§ Provided material

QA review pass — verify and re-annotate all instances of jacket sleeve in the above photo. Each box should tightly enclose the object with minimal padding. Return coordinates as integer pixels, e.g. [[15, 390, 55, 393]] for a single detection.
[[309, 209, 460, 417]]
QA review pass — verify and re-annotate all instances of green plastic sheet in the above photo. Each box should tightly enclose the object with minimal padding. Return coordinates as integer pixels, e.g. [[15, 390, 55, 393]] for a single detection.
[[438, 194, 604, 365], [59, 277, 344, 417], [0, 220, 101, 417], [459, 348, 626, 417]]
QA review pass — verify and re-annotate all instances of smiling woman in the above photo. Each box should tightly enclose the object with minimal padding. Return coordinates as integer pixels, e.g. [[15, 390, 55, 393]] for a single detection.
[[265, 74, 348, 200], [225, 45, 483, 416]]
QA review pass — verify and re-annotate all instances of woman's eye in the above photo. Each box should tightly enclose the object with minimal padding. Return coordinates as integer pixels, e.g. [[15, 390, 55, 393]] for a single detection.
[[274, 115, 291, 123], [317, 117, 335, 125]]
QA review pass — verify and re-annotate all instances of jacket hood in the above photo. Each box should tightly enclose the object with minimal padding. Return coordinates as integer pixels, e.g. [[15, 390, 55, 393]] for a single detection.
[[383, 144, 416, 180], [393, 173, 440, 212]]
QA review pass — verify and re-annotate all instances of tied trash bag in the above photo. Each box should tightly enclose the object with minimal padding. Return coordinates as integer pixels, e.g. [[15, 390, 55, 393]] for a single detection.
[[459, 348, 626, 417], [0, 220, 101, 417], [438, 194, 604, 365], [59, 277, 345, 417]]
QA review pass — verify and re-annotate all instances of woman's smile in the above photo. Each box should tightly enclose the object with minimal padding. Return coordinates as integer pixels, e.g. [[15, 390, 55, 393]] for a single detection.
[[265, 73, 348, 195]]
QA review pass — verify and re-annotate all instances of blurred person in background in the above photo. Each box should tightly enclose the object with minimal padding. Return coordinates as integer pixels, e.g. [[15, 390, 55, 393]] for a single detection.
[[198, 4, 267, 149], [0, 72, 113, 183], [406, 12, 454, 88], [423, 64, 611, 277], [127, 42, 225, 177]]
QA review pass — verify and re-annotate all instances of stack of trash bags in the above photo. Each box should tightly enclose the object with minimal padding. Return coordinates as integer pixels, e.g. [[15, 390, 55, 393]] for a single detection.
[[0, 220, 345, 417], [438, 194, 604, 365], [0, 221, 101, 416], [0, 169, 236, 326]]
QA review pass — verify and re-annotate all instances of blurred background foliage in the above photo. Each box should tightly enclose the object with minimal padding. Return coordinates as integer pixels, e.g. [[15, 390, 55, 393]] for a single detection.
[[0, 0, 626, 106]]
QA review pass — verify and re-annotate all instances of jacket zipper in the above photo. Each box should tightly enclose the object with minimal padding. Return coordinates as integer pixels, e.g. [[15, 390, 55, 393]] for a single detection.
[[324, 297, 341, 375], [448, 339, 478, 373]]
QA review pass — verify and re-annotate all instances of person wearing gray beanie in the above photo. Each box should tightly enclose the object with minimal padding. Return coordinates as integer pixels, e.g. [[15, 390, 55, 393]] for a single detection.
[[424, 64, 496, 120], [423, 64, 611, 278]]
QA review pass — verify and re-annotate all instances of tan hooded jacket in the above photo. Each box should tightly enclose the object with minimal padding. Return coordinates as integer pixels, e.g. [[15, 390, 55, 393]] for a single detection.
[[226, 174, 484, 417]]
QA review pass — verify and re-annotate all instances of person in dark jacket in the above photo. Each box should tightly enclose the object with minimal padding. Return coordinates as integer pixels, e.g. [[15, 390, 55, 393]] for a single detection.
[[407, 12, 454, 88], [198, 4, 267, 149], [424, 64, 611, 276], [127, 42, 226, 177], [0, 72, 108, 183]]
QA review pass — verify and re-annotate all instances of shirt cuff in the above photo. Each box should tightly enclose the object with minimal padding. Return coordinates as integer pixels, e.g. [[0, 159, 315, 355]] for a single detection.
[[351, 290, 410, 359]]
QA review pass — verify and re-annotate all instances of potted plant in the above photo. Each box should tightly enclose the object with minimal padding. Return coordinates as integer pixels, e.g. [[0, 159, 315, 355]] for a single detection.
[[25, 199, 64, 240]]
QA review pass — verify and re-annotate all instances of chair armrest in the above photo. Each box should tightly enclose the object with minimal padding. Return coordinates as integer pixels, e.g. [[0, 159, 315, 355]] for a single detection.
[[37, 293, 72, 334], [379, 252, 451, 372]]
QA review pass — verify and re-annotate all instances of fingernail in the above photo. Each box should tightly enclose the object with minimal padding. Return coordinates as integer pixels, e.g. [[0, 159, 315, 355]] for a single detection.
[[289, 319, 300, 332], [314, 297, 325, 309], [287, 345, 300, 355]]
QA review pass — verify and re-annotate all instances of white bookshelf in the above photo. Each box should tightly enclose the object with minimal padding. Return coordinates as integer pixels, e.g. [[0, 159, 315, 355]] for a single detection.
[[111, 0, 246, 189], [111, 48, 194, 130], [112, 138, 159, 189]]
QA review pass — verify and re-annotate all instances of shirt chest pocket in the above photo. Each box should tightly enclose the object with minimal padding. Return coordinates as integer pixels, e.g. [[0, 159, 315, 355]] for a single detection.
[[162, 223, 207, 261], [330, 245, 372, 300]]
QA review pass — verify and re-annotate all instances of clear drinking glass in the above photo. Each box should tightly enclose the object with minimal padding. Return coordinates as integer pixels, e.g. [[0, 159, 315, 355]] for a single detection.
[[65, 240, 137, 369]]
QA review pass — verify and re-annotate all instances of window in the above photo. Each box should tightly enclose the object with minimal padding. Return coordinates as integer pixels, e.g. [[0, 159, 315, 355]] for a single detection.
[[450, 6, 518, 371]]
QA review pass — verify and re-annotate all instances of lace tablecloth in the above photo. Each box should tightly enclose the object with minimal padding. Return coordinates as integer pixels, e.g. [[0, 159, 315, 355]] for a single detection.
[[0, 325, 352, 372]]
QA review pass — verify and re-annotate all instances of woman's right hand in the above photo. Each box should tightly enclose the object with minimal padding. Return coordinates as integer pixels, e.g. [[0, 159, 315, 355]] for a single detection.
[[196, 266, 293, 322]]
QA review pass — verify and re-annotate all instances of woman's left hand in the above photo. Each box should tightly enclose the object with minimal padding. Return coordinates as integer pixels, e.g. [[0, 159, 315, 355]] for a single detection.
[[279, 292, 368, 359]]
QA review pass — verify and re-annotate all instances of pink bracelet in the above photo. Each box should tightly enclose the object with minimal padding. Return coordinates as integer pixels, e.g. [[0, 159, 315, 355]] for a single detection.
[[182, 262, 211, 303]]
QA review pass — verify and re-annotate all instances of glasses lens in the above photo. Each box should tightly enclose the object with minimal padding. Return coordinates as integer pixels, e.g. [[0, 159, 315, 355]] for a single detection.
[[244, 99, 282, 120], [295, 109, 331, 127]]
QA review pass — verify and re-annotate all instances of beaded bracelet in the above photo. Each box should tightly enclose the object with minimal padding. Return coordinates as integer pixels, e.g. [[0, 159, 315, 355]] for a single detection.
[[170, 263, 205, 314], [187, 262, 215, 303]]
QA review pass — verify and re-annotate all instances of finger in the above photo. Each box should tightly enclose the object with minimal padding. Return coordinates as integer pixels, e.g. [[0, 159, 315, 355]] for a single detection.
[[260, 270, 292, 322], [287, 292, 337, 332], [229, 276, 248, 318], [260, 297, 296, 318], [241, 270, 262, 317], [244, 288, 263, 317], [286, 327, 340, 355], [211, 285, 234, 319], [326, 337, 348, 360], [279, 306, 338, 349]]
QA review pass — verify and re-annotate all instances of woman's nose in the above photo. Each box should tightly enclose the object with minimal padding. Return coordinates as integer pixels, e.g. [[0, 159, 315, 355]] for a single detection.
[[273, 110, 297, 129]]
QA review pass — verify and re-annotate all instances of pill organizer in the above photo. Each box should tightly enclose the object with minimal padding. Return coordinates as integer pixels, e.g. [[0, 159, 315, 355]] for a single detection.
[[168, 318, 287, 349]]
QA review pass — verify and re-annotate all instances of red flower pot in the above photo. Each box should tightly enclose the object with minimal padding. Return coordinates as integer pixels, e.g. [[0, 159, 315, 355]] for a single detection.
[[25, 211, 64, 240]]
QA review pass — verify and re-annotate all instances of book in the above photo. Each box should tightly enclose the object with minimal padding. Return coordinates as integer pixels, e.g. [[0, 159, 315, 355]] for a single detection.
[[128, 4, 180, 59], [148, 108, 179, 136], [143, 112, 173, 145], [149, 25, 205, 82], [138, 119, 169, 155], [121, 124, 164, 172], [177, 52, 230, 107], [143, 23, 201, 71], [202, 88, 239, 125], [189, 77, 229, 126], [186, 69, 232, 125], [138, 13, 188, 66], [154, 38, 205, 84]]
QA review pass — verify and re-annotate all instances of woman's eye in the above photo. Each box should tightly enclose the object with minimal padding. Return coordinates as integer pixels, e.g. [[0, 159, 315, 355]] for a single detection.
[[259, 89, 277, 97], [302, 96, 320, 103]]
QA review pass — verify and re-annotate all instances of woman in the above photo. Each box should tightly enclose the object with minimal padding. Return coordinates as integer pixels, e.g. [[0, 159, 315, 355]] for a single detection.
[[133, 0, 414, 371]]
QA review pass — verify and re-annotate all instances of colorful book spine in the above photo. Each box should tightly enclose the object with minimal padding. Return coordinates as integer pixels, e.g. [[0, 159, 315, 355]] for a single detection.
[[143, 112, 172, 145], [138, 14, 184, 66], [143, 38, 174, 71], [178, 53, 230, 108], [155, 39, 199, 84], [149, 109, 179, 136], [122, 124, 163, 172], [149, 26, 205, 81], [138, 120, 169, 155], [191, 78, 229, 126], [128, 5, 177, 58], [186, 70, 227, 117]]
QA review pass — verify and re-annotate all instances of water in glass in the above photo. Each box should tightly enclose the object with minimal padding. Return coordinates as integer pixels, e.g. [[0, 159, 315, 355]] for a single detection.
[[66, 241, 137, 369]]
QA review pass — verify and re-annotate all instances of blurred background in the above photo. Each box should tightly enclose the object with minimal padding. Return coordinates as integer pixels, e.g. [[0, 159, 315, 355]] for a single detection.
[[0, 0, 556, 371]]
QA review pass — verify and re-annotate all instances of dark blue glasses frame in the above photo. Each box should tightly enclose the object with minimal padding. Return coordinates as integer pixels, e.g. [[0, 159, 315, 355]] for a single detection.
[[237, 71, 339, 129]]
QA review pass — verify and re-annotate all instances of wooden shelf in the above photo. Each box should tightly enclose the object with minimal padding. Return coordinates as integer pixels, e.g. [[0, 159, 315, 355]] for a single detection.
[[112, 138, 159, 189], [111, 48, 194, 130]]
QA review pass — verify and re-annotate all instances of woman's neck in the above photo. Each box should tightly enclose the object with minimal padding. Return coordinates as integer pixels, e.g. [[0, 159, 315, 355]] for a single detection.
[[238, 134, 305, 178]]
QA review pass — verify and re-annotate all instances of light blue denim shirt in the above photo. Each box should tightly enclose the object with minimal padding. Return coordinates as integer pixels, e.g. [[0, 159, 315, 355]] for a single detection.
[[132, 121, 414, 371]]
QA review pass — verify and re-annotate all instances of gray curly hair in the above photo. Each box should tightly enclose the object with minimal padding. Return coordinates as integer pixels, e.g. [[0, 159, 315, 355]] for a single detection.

§ Given task
Count how many lines of the records contain the word "blue". Give only the number.

§ Solution
2